— Data for this task —
-=-=-
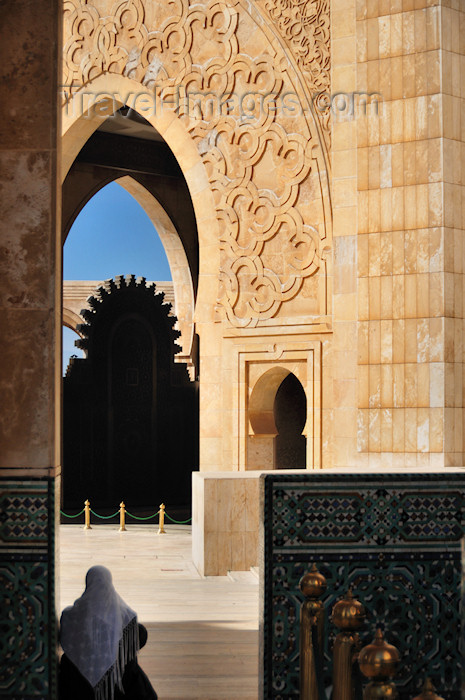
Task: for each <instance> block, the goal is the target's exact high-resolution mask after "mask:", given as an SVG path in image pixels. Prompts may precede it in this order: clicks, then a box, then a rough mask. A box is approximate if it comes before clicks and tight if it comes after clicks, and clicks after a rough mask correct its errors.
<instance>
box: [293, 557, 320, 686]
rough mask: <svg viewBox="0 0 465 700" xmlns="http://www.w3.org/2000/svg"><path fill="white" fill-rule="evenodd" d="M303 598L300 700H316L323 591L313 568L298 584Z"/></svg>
mask: <svg viewBox="0 0 465 700" xmlns="http://www.w3.org/2000/svg"><path fill="white" fill-rule="evenodd" d="M299 588H300V590H301V592H302V593H303V595H304V596H305V601H304V602H303V604H302V607H301V608H300V696H299V697H300V700H318V698H319V697H320V695H319V690H318V676H319V675H320V673H321V672H322V670H323V669H322V668H320V667H319V664H321V658H322V655H323V654H322V651H323V632H324V623H325V617H324V616H325V609H324V605H323V603H322V602H321V600H318V598H319V597H320V596H322V595H323V593H324V592H325V591H326V579H325V577H324V576H323V574H320V572H319V571H318V569H317V567H316V565H315V564H313V566H312V568H311V569H310V571H309V573H307V574H304V575H303V576H302V578H301V579H300V581H299Z"/></svg>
-=-=-
— Prompt —
Give back every record above exactly as written, skipping each picture.

— Answer to this exercise —
Task: for each <instance> block, the goal is the target's exact high-resolution mask after "mask:", given as an SVG path in image pixels. Prompts may precede it in this order: clicks, then a box, then a rough mask. A box is approximate if it comes before clicks and tight if it comes after clicks, and clicks after a rough mask correct its errors.
<instance>
box: [293, 557, 320, 686]
rough mask: <svg viewBox="0 0 465 700" xmlns="http://www.w3.org/2000/svg"><path fill="white" fill-rule="evenodd" d="M303 598L300 700H316L323 591L313 568L298 584Z"/></svg>
mask: <svg viewBox="0 0 465 700" xmlns="http://www.w3.org/2000/svg"><path fill="white" fill-rule="evenodd" d="M299 588H300V590H301V592H302V593H303V595H304V596H305V601H304V602H303V604H302V607H301V608H300V696H299V697H300V700H318V698H319V697H320V695H319V690H318V676H319V675H320V673H321V672H322V670H323V669H322V668H320V667H319V664H321V658H322V655H323V654H322V651H323V632H324V623H325V617H324V616H325V609H324V605H323V603H322V602H321V600H318V598H319V597H320V596H322V595H323V593H324V592H325V591H326V579H325V577H324V576H323V574H320V572H319V571H318V569H317V567H316V565H315V564H313V566H312V568H311V569H310V571H309V573H307V574H304V575H303V576H302V578H301V579H300V581H299Z"/></svg>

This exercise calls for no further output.